- _THE RECORDS_
^^^^^^^^^^^^^^^^
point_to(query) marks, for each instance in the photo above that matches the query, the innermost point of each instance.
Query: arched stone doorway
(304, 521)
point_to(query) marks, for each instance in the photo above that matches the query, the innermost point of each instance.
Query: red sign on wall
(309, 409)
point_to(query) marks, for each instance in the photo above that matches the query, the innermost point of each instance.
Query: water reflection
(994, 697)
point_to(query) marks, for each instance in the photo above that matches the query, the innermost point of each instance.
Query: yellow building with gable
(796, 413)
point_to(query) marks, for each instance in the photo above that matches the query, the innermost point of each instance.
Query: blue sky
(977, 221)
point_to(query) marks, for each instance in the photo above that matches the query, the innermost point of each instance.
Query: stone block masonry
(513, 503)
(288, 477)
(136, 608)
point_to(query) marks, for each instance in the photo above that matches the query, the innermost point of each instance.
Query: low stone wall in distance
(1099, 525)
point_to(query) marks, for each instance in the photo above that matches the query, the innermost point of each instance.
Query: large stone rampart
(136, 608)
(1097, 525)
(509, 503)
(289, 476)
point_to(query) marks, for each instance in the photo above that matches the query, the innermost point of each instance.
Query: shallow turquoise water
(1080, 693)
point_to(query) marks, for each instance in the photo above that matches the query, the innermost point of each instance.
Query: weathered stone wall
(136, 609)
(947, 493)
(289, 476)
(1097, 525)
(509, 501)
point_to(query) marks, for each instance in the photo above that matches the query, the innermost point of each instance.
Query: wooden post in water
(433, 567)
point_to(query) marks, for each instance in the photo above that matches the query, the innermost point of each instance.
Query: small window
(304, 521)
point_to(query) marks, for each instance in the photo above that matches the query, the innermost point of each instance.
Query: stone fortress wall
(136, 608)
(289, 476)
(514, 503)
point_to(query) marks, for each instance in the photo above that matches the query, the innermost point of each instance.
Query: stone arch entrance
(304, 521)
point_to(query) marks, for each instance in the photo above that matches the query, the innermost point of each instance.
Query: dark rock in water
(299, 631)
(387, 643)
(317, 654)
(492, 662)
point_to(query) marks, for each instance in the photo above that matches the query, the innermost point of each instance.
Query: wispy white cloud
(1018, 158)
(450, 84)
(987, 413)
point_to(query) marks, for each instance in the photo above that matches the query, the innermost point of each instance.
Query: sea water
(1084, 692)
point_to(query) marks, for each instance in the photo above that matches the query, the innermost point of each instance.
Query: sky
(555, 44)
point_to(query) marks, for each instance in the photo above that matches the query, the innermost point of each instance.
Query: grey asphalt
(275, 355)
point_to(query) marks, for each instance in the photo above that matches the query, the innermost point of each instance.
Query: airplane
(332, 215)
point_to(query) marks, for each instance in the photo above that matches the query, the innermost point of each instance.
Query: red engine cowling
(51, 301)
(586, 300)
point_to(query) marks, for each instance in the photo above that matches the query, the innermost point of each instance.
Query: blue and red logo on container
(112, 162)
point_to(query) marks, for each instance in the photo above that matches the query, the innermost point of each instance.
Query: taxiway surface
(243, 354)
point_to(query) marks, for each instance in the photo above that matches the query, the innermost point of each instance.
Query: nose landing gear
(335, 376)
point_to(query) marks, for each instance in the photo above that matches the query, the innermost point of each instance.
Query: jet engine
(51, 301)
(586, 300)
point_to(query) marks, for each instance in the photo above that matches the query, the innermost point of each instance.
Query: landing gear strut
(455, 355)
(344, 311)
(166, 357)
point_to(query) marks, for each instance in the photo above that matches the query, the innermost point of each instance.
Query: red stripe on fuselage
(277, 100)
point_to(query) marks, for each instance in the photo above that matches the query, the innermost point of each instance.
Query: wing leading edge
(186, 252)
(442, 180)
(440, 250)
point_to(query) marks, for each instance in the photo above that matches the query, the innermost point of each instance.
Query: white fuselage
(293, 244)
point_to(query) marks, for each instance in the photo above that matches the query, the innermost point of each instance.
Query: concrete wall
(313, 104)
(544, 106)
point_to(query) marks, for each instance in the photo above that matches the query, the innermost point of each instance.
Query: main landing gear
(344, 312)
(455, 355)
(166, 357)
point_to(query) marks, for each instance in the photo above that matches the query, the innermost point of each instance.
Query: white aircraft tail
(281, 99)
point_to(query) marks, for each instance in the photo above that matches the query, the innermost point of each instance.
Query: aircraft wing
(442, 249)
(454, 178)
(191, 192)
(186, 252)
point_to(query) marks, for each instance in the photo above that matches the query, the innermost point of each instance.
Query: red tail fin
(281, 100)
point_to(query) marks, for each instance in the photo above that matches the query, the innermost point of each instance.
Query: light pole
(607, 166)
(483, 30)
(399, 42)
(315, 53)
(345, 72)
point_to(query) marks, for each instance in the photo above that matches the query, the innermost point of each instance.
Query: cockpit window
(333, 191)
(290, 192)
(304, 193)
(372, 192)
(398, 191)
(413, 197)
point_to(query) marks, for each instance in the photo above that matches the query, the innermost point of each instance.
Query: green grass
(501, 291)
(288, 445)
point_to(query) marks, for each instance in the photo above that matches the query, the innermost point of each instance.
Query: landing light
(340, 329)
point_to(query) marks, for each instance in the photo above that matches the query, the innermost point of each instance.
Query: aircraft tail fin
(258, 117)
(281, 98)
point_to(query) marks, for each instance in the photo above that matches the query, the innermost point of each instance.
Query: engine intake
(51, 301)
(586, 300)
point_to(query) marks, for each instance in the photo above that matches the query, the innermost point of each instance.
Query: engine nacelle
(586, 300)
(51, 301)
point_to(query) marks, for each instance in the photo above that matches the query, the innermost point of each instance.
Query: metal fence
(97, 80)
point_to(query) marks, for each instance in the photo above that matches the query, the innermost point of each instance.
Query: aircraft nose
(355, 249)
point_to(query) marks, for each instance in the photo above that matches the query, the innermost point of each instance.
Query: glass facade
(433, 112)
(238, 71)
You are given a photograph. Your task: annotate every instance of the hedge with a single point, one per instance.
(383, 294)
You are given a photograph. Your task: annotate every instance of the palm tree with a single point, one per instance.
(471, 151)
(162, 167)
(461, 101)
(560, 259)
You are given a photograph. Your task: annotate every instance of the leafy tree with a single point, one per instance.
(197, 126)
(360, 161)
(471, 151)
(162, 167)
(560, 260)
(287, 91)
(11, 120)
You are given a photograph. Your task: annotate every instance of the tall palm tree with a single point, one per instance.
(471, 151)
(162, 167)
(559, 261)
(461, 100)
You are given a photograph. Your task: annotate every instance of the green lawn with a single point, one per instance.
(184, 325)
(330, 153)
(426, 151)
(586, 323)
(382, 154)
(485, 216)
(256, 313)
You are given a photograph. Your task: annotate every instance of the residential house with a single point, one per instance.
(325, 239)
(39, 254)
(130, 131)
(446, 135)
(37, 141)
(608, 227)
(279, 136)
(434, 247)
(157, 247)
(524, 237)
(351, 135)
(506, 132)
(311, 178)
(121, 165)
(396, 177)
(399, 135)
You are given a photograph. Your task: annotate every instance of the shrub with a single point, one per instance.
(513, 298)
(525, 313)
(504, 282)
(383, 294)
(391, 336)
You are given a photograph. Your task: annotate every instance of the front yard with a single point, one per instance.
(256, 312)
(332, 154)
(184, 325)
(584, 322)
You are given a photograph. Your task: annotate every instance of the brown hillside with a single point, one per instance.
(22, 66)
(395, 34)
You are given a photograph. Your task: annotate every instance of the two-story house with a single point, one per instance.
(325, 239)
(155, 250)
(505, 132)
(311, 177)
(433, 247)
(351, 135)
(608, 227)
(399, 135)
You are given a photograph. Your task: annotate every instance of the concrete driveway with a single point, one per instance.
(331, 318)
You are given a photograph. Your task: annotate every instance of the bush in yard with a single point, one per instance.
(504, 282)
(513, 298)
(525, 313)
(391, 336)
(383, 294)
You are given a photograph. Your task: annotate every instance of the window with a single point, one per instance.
^^^^^^^^^^^^^^^^
A word-for-word copy of the material above is required.

- _RESPONSE_
point_to(query) marks, for each instance in the photo above that matches the query, the innermost point of each instance.
Query: arched stone doorway
(304, 521)
point_to(query) marks, for each instance in the photo above that matches the query, the innermost point of each instance.
Query: red sign on wall
(309, 409)
point_to(query) marks, for each instance in the photo above that matches the query, the innermost point of each instance.
Query: water reflection
(994, 697)
point_to(query) marks, for each instance in the photo above that matches the query, the innermost point of each instance.
Query: yellow building with gable
(796, 413)
point_to(query) marks, for each instance in the photo above that matches the query, the innermost point of each instance.
Query: blue sky
(977, 221)
point_to(query) marks, for each instance in the photo above that matches the query, the innermost point of each instance.
Query: stone block masonry
(513, 503)
(288, 477)
(136, 608)
point_to(query) marks, for each instance in the photo above that matches the query, the innermost point of each instance.
Query: low stone wall in distance
(1099, 525)
point_to(query) marks, for each instance in the photo above that matches the query, the innermost point of each instance.
Query: large stone rampart
(136, 608)
(1097, 525)
(509, 503)
(289, 476)
point_to(query) marks, for each instance in the photo above that matches the query, the innermost point of each instance.
Query: shallow turquoise water
(1080, 693)
point_to(query) marks, for each instance in the photo above that matches the query, the innermost point of each instance.
Query: weathered stone wall
(136, 609)
(947, 493)
(289, 476)
(1097, 525)
(509, 501)
point_to(query) marks, for each instance in the photo above that matches the query, the innermost point of each instance.
Query: wooden post in water
(433, 567)
point_to(query) marks, for each instance in the photo above that matches the query, the innermost point of each instance.
Query: small window
(304, 521)
point_to(query) marks, for each instance in the photo above that matches the query, the innermost point of each instance.
Query: stone fortress wall
(136, 608)
(289, 476)
(514, 503)
point_to(query) marks, for each instance in the photo above that matches the query, the innermost point of each instance.
Query: stone arch entrance
(304, 521)
point_to(query) marks, for each instance in the photo above that matches the query, the innermost point of each instance.
Query: dark rock in water
(299, 631)
(387, 643)
(317, 654)
(492, 662)
point_to(query) marks, for each instance in the photo above that matches the query, the innermost point of each instance.
Query: wispy white cloud
(1018, 158)
(450, 84)
(987, 413)
point_to(query) marks, for each instance in the photo above that matches the query, the innermost point of each instance.
Query: sea water
(1084, 692)
point_to(query) marks, for each instance in the photo above that matches the query, the innermost point of each instance.
Query: sky
(555, 44)
point_to(query) marks, for each instance in the photo above that matches the query, the innermost point of each instance.
Query: grey asphalt
(275, 355)
point_to(query) marks, for each instance in the photo above that matches the query, the innermost point of each instance.
Query: airplane
(332, 215)
point_to(query) marks, for each instance in the photo above that matches the query, the innermost point of each instance.
Query: red engine cowling
(51, 301)
(586, 300)
point_to(query) marks, for each instance in the photo above that matches the query, the innermost point of each instance.
Query: blue and red logo on container
(112, 162)
point_to(query) marks, for each instance in the photo above that matches the query, the innermost point of each instance.
Query: taxiway surface
(243, 354)
point_to(query) marks, for each instance in the photo above that matches the query, the innermost point of each instance.
Query: nose landing gear
(335, 376)
point_to(query) marks, for each instance in the photo above that matches the query, the innermost point of each instance.
Query: jet engine
(51, 301)
(586, 300)
point_to(query) marks, for each instance in the photo above that matches the query, the innermost point of each instance.
Query: landing gear strut
(455, 355)
(344, 311)
(166, 357)
point_to(query) marks, for each instance in the photo above that matches the query, the innermost point of each instance.
Query: red stripe on fuselage
(277, 100)
point_to(query) marks, for each instance in the photo above that matches the query, the innermost point of each instance.
Query: wing leading edge
(186, 252)
(442, 180)
(440, 250)
point_to(query) marks, for each instance in the photo above that matches the query, the innermost point of each instance.
Query: white fuselage
(293, 244)
point_to(query) marks, for each instance in the photo above that matches the query, the innermost point of each instance.
Query: concrete wall
(313, 104)
(544, 106)
point_to(query) marks, for each instance in the photo above that matches the query, the innermost point of each instance.
Query: main landing gear
(344, 312)
(455, 355)
(166, 357)
point_to(query) marks, for each instance in the photo above that matches the query, the innermost point of each instance.
Query: white aircraft tail
(281, 99)
point_to(query) marks, for each instance in the photo above that matches the query, the innermost point of each instance.
Query: aircraft wing
(442, 249)
(454, 178)
(191, 192)
(186, 252)
point_to(query) marks, for each instance in the photo above that matches the query, the innermost point of each instance.
Query: red tail fin
(281, 100)
point_to(query) marks, for each instance in the photo above that matches the query, the innermost point of each instance.
Query: light pole
(607, 166)
(483, 30)
(399, 42)
(315, 53)
(345, 72)
point_to(query) marks, for each instance in the photo above that matches the query, the innermost point of each instance.
Query: cockpit window
(333, 191)
(290, 192)
(304, 193)
(372, 192)
(398, 191)
(413, 197)
point_to(query) marks, for each instance in the photo above that matches the query, the innermost point of each instance.
Query: green grass
(501, 291)
(288, 445)
point_to(query) marks, for each instance in the photo above that matches the query, the innermost point of each instance.
Query: landing light
(340, 329)
point_to(query) marks, for each instance in the photo above that matches the query, the innermost point of each instance.
Query: aircraft tail fin
(258, 117)
(281, 98)
point_to(query) marks, for each instance in the photo above that matches the query, the innermost point of each instance.
Query: engine intake
(51, 301)
(586, 300)
point_to(query) marks, for each instance in the photo above that matches the query, the innermost point of each instance.
Query: engine nacelle
(586, 300)
(51, 301)
point_to(query) marks, for each instance in the photo above that matches the query, the innermost point of each instance.
Query: metal fence
(97, 80)
point_to(query) marks, for each instance in the photo above that matches the query, the innermost point of each instance.
Query: aircraft nose
(355, 249)
point_to(query) marks, for each instance in the photo above that matches the query, the innermost point of each instance.
Query: glass facade
(433, 112)
(238, 71)
You are given a photograph. Your task: annotate every instance of the hedge with a single point, one per instance.
(383, 294)
You are given a photograph. Your task: annotate every instance of the palm tree with a single point, one per instance.
(471, 151)
(162, 167)
(461, 101)
(560, 259)
You are given a photograph. Your task: annotate every instance of the leafy tree with a single point, one per instance.
(197, 126)
(360, 161)
(471, 151)
(162, 167)
(560, 260)
(287, 91)
(11, 120)
You are given a photograph. Your task: annotate every instance of the tall palm tree with a single point, one per instance.
(471, 151)
(162, 167)
(559, 261)
(461, 100)
You are given a photograph. Your task: annotate every instance of the green lawn with a single point, one per instance.
(184, 325)
(330, 153)
(426, 151)
(586, 323)
(382, 154)
(485, 216)
(256, 313)
You are given a photograph. Your task: annotate every instance of the residential house with a single point, one per instance.
(325, 239)
(39, 254)
(130, 131)
(446, 135)
(37, 141)
(608, 227)
(279, 136)
(434, 247)
(157, 247)
(524, 237)
(351, 135)
(506, 132)
(311, 178)
(121, 165)
(396, 177)
(399, 135)
You are given a photograph. Your task: annotate every instance of the shrub with a single point, one per instance.
(513, 298)
(525, 313)
(504, 282)
(383, 294)
(391, 336)
You are given a photograph. Your task: annotate every instance of the front yard with a single point, one per instance.
(256, 312)
(332, 154)
(184, 325)
(584, 322)
You are given a photograph. Your task: annotate every instance of the brown hillside with a single point, one per instance.
(22, 66)
(395, 34)
You are given a photograph. Your task: annotate every instance of the two-story house with a single point, one per instance.
(325, 239)
(155, 250)
(505, 132)
(311, 177)
(433, 247)
(351, 135)
(608, 227)
(399, 135)
You are given a photograph. Your task: annotate every instance of the concrete driveway with a single point, one per instance.
(331, 318)
You are given a photograph. Your task: annotate every instance of the bush in yard with a single point, one per instance.
(504, 282)
(513, 298)
(525, 313)
(391, 336)
(383, 294)
You are given a photograph. Your task: annotate every instance of the window with a single point, one per instance.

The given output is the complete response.